### PROBLEM DETAILS
Return each line of the material verbatim.

### DATA FOR THIS EXERCISE

= = =

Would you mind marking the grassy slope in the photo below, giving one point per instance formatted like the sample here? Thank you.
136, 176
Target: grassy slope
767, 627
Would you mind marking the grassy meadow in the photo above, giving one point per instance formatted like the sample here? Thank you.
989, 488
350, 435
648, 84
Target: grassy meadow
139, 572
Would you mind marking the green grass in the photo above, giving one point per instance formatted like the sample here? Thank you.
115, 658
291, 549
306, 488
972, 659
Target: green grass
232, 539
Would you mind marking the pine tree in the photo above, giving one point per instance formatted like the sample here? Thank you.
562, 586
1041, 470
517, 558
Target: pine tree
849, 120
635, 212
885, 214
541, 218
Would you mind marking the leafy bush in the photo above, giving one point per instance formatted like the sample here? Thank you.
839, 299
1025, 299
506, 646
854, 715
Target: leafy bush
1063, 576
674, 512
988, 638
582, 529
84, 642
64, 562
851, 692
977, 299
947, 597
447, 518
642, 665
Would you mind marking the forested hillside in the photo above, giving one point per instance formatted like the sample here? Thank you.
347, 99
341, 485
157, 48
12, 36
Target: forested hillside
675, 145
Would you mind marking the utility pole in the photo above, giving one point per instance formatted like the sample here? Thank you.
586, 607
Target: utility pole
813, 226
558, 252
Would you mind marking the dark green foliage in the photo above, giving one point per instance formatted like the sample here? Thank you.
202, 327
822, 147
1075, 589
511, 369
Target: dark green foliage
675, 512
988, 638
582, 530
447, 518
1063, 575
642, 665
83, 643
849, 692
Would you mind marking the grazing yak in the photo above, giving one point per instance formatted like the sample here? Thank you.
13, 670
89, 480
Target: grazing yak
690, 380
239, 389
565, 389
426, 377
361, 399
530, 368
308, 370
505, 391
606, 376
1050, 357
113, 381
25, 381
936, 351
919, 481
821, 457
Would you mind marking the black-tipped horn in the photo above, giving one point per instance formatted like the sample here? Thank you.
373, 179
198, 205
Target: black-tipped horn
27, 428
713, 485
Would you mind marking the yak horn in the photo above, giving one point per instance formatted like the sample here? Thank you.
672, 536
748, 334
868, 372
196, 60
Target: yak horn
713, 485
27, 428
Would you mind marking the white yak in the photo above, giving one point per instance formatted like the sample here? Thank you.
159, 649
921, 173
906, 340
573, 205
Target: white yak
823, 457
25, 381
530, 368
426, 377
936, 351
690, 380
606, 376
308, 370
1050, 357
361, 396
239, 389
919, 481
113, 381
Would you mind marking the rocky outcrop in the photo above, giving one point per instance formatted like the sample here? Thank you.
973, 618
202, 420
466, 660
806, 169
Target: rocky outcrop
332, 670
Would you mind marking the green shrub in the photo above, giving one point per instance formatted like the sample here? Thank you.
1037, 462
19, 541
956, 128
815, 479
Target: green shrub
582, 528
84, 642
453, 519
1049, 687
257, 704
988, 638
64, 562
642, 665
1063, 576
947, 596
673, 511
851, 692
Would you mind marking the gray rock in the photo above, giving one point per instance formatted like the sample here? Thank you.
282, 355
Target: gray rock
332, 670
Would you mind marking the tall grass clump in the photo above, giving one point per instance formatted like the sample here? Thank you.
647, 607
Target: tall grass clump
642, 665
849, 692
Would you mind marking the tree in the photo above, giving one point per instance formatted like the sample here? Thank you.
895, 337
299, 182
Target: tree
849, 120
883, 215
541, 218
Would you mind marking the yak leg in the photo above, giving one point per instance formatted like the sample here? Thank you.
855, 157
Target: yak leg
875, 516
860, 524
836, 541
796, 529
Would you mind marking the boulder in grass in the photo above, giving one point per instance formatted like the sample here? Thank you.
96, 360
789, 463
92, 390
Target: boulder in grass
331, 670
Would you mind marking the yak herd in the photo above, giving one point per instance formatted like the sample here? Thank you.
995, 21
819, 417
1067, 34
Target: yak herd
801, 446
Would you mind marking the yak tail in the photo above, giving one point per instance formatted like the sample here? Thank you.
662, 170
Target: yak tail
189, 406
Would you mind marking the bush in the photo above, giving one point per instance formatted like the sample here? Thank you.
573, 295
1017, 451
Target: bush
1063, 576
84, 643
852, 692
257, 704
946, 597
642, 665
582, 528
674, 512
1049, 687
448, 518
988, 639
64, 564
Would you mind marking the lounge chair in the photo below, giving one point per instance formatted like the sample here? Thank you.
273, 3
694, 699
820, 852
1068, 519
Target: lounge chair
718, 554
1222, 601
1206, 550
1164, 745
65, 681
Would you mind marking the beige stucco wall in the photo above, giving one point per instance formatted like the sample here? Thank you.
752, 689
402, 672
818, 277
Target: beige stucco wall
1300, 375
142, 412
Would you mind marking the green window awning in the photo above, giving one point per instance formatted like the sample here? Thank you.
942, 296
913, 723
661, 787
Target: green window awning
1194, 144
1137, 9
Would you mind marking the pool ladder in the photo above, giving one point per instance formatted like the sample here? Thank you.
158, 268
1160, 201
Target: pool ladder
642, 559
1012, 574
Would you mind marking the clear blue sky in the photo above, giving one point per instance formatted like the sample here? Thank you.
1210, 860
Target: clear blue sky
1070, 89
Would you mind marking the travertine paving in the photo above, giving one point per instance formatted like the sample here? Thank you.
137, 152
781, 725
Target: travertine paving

= = =

### PROBLEM SOLUTION
Would you mind marking the grassy slope in the photo below, giving one point per instance formatted like the sample here? Thank you.
136, 176
Target: grassy slope
767, 627
Would you mind marking the grassy meadow in the photo above, giving one point per instance formatted like the sample here? Thank you.
989, 488
350, 435
648, 84
Target: grassy meadow
139, 572
Would you mind marking the green grass in the photo above, giving one point per instance formatted like the sample here? Thank you.
115, 658
291, 549
306, 488
972, 659
Target: green grass
232, 539
Would you mind marking the pine tree in the photo above, giving one point per instance formatted like the sample here? Thank you.
562, 586
1041, 470
517, 558
Target: pine tree
849, 120
635, 212
885, 214
541, 218
Would you mind marking the leafy bush in the photo above, giving one point per instance formatted like the sample here? Thank you.
839, 299
1025, 299
506, 646
854, 715
Target: leafy bush
1063, 576
674, 512
988, 638
582, 529
84, 642
64, 562
851, 692
977, 299
947, 597
447, 518
642, 665
Would you mind marking the forested hillside in the photo above, giving one point per instance formatted like the sample here? Thank you.
347, 99
341, 485
157, 48
12, 36
Target: forested hillside
675, 145
Would you mind marking the utility pole in the photo above, giving one point per instance formatted like the sample here? Thank you.
586, 607
Target: utility pole
813, 226
558, 252
Would you mind marking the dark green foliage in the photo above, giving one point per instance formatted like the sample here? Thank you.
202, 327
822, 147
1075, 589
511, 369
Target: dark green foliage
675, 512
988, 638
582, 530
447, 518
1063, 575
642, 665
83, 643
849, 692
Would you mind marking the grazing yak in the photo above, giving one point per instance formatted like the sample here? Thank you.
13, 670
89, 480
Target: grazing yak
690, 380
239, 389
565, 389
426, 377
361, 399
530, 368
308, 370
505, 391
606, 376
1050, 357
113, 381
25, 381
936, 351
919, 481
821, 457
Would you mind marking the black-tipped horn in the photo above, giving one point per instance formatted like the sample here? Thank you.
373, 179
198, 205
Target: black-tipped horn
27, 428
713, 485
Would you mind marking the yak horn in the photo above, giving one point per instance formatted like the sample here? Thank you.
672, 536
748, 334
868, 372
196, 60
Target: yak horn
713, 485
27, 428
Would you mind marking the white yak in the photo above, giving one point per instance formatted like the sample here? Thank you.
159, 649
921, 173
906, 340
573, 205
Target: white yak
823, 457
25, 381
530, 368
426, 377
936, 351
690, 380
606, 376
308, 370
1050, 357
361, 396
239, 389
919, 481
113, 381
Would you mind marking the rocky outcrop in the photo above, giving one point per instance formatted like the sample here? Thank you.
973, 618
202, 420
466, 660
806, 169
Target: rocky outcrop
332, 670
Would you mind marking the green shrub in the photo above, giving one point per instance formatted like the sample here? Thank you.
1037, 462
19, 541
956, 128
815, 479
Target: green shrub
582, 528
84, 642
453, 519
1049, 687
257, 704
988, 638
64, 562
642, 665
1063, 576
947, 596
673, 511
851, 692
Would you mind marking the gray rock in the photo above, giving one point per instance formatted like the sample here? Thank you.
282, 355
Target: gray rock
332, 670
Would you mind marking the tall grass clump in the photo above, giving one point per instance formatted like the sample here? Thank you.
647, 607
Target: tall grass clump
642, 665
849, 692
Would you mind marking the tree in the photo above, giving one point per instance formatted like the sample here? Thank you.
895, 337
299, 182
Target: tree
849, 120
883, 215
541, 218
Would you mind marking the yak leg in the photo above, giving one point per instance formatted like the sample here? Thank you.
855, 157
Target: yak leg
875, 516
860, 524
836, 541
796, 529
Would you mind marking the boulder in grass in the photo above, giving one point per instance formatted like the sample here? Thank you.
96, 360
789, 463
92, 390
Target: boulder in grass
331, 670
Would you mind marking the yak herd in the photo above, giving one point per instance formatted like the sample here? Thank you.
995, 21
819, 417
1067, 34
Target: yak herd
801, 446
Would you mind marking the yak tail in the photo above, giving one point per instance formatted like the sample here? Thank you.
662, 170
Target: yak tail
189, 406
Would you mind marking the bush in the photo above, giving one point per instance formatted like the sample here? Thank you.
573, 295
1017, 451
Target: bush
1063, 576
84, 643
852, 692
257, 704
946, 597
642, 665
582, 528
674, 512
1049, 687
448, 518
988, 639
64, 564
Would you mind marking the lounge chair in the photo below, giving one point per instance formatted like the sample here? Thank you.
273, 3
694, 699
820, 852
1068, 519
Target: lounge chair
718, 554
1222, 601
1206, 550
1164, 745
65, 681
Would you mind marking the beige stucco wall in the photo above, giving one point per instance formatted like the sample here? Thank you.
752, 689
402, 672
818, 277
Target: beige stucco wall
1300, 375
142, 412
Would you mind marking the green window awning in the photo above, giving one point per instance formatted like the sample here? Thank you.
942, 296
913, 723
661, 787
Target: green window awning
1194, 144
1137, 9
Would you mind marking the pool ladder in the photo above, giving one point per instance formatted like the sample here? Thank you.
158, 268
1160, 201
Target: pool ladder
642, 559
1012, 574
Would you mind marking the clear blue sky in the photo above, giving one point per instance formatted like the sample here? Thank you.
1210, 860
Target: clear blue sky
1070, 89
Would you mind marking the travertine paving in the photo above, giving one point per instance formatted like the sample here? Thank you.
137, 152
781, 725
Target: travertine paving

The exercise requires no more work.